What you have to do: Exact copy, no pictures: repeat the data that follows.

Given data:
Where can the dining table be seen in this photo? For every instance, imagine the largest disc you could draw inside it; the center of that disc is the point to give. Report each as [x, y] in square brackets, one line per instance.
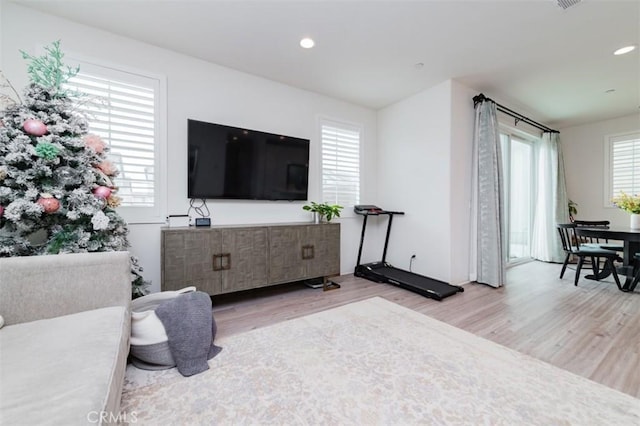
[631, 239]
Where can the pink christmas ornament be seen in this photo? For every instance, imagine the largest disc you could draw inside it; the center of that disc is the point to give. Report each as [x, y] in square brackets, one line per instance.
[94, 142]
[34, 127]
[49, 204]
[102, 192]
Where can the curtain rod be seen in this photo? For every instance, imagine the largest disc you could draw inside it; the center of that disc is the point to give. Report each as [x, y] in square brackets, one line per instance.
[519, 117]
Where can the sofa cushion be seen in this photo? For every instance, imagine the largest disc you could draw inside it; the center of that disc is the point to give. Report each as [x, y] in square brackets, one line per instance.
[64, 370]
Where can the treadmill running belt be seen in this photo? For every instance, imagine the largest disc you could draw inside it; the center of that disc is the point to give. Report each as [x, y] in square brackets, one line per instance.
[424, 285]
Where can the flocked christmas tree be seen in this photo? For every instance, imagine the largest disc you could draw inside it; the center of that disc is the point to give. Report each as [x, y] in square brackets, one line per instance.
[57, 193]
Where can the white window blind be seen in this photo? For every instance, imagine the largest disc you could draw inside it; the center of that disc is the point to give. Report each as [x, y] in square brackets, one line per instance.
[340, 163]
[123, 115]
[625, 164]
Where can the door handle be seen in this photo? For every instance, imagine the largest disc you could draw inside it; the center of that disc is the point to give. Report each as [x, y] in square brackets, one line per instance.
[308, 252]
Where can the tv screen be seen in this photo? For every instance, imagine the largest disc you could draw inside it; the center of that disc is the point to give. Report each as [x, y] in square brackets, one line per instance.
[233, 163]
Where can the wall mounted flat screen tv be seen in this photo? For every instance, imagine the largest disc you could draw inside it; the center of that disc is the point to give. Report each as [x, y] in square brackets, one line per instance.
[232, 163]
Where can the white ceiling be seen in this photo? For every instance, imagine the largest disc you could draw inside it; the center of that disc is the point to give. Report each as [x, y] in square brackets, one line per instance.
[552, 64]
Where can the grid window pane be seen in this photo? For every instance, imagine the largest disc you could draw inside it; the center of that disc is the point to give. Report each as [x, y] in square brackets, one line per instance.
[124, 116]
[625, 165]
[340, 164]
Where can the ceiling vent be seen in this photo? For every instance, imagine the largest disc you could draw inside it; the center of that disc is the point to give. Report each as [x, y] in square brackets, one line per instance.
[566, 4]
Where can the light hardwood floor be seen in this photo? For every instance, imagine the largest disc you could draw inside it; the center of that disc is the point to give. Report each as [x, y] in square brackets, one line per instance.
[592, 330]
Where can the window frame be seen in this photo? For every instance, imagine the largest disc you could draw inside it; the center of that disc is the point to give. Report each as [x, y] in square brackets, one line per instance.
[609, 141]
[347, 125]
[102, 69]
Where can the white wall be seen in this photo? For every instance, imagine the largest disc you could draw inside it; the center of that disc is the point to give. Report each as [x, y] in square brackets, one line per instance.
[208, 92]
[424, 145]
[583, 148]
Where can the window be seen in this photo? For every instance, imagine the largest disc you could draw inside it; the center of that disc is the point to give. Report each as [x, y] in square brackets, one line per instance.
[124, 109]
[519, 184]
[622, 165]
[340, 163]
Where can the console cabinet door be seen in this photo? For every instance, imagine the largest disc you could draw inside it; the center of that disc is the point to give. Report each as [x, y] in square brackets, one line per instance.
[188, 259]
[285, 252]
[325, 242]
[245, 259]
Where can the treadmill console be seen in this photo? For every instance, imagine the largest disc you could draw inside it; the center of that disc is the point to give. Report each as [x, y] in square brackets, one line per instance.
[367, 209]
[371, 210]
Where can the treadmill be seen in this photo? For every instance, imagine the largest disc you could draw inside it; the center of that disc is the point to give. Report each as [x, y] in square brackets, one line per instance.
[383, 272]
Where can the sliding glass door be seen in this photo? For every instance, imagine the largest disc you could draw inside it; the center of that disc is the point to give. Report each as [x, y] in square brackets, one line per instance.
[519, 185]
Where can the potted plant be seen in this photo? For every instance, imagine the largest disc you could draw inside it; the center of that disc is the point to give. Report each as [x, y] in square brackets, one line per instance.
[323, 210]
[630, 204]
[573, 209]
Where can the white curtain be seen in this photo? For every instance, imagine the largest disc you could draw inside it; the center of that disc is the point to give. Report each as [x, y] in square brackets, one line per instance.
[488, 258]
[551, 200]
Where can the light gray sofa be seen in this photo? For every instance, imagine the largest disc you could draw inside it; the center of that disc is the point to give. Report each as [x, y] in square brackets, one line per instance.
[64, 345]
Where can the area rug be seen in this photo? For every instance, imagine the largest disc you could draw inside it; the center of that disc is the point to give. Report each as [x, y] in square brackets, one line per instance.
[366, 363]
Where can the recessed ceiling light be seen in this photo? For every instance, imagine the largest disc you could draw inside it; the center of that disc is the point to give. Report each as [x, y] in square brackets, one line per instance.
[624, 50]
[307, 43]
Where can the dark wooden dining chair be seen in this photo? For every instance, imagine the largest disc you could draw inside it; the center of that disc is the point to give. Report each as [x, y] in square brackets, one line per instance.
[602, 243]
[636, 278]
[572, 246]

Written reply:
Where can the dining table be seen in this photo? For every instance, imagine the largest disc you could draw inside it; the center of that disc is the point to give. Report each as [x, y] in square brackets, one line per instance.
[631, 239]
Where can the pink christmas ornament be seen in this photo? For every instance, imagine the largest disc you could draw inside it; the center of that disc is the point to give. Report each as [x, y] in square brackets, one line per instance.
[94, 142]
[34, 127]
[49, 204]
[102, 192]
Where can the curtain rod be seen in this photo? For every instance, imagine the largest disc you could draw inside it; the center of that disc is the point to give. Report each as [x, y] in square brackets, one line per instance.
[519, 117]
Where can the sofa cushion be seen in this photo? For every instance, imagine the largest disc you could draw inside it; the center of that disc is the point to give. Report each as [x, y] in square brackets, one line per instance.
[64, 370]
Where can the treadmill running belt be seen in this photo? For every instance, imagine the largest disc you could draw inside it; the center of that disc is the point to give. Report each as [x, y] in square brackets, one line per instance.
[424, 285]
Where can the flocked christmas tree be seen in this photo? For every instance, imagine the largest disc you could draw inside it; the center of that disc is the point to give. Report each as [x, y] in square brackets, one line per instance.
[57, 193]
Where can the white window blind be seen in this photo? For every instance, imagine the largest disc you could draw inside it; the center of that disc is the point to give. Report each as [x, y] in square brackets, one line per instance.
[340, 163]
[123, 115]
[625, 164]
Where can the door handle be seen in this photo? For every instance, imagine the largest disc you could draw inside it; the center of that disc is the point to give. Report each as [x, y] in square brackets, one line per instance.
[308, 252]
Where can the tv screen be seen in this photo? For every instance, imagine the largest disc you could draw inside it; the center of that disc is the point to give. Report each as [x, y] in square brackets, one line per instance.
[233, 163]
Where can the wall mounted flat screen tv be seen in this photo? For every instance, imagine the largest disc you could draw inside it; the center of that disc is the point to give. Report each as [x, y] in square brackets, one line per instance.
[232, 163]
Where can the white ceiling be seen in this photo? For every instance, imagine the largest disc you could draw inside it; the center of that disc is the point to give. Report each as [x, y] in square brackets, one line per instance.
[552, 64]
Where can the grid window pane be seen in this photo? For every instance, imagine the largest disc you could draw inside it; the center of that disc is the point to give. Report each as [x, y] in square brackets, one line per instance.
[124, 116]
[625, 165]
[340, 164]
Where can the ceiling vent be seen in this photo? For every instance, imagine the largest disc you could draw inside it; the center of that disc is the point to give. Report each as [x, y] in square brackets, one line per instance.
[566, 4]
Where can the light hardwood floor be seen in this photo? For every instance, imagine the largest disc you could draw inside it; the center of that disc is the point to give. Report each as [x, y] in square brackets, one line per instance.
[592, 330]
Where can the window frame be seen in this photo? For every instance, imagine the largest disc you could draw inside it; the center of that disc is the point to give. Report each as [x, y] in square brackets, one line per instance.
[609, 141]
[347, 125]
[102, 69]
Where can the white wall be seen in this photo? For every instance, imagine the largest disc you could draw inside it; the center of that disc is the point to give. Report each as [x, y] in square brackets, one line per instance.
[208, 92]
[424, 145]
[583, 148]
Where can the window be seen in this photo? For every instance, imagine the largest disc you could draw inside it; the center of that disc is the point to give. Report each as [x, y] in square brackets, one line per instance.
[124, 109]
[519, 184]
[622, 165]
[340, 163]
Where can the console cabinet door be seen in this photo? For every instance, imagine the largest disc you could draw inside it; the center of that disc is the point to give. Report each as [x, y] in square brackets, one line per instance.
[188, 259]
[285, 252]
[325, 242]
[245, 259]
Where can the treadmill console be seen in this photo? For every instance, imagine the largest disc you could draw inside it; the center of that disc is the point to give. Report each as [x, y] in square brackets, one line per instance.
[367, 209]
[371, 210]
Where can the treadmill be seen in this photo? For every instance, imagine the largest disc you could draw inside it; the center of that disc is the point to give. Report each as [x, y] in square brackets, one line per instance.
[383, 272]
Where can the sliding glass door be seen in this photo? For every instance, imagine the largest disc you could draw inside it; the center of that disc is the point to give. Report each as [x, y] in square brackets, one line per instance.
[519, 185]
Where can the potted plant be seen in this photo? For every instance, imagine the largest disc you could draw inside it; the center of that disc is the point to give. Report each as [x, y] in square brackets, one line per instance.
[323, 210]
[630, 204]
[573, 209]
Where can the white curtain be seen in this photo? For every instance, imagine the largest disc you could draw inside it; the center of that disc is the point to give. Report each as [x, y] in square brackets, one line per instance.
[488, 258]
[551, 200]
Where can the light gray sofa be seen in this photo? For every instance, imagine the largest disc you could draw inside it; the center of that disc is the point to give. Report each as [x, y] in square brackets, one line per instance.
[64, 345]
Where can the area rug be seen in this photo? For every instance, imagine the largest disc you could draw inside it; the center of that disc is the point to give. Report each as [x, y] in square brackets, one line per instance.
[366, 363]
Where can the recessed ceiling light be seen in this photo? For every instance, imagine the largest disc you could draw inside it; the center of that disc is the point to give. Report each as [x, y] in square brackets, one line per instance.
[624, 50]
[307, 43]
Where can the dark wooden dining chair be seen in this photo? For every instance, imagine the largest disc you could draw inside it; the center of that disc is the point to give. Report each as [x, y] in square brackets, one line per instance.
[602, 243]
[636, 278]
[572, 246]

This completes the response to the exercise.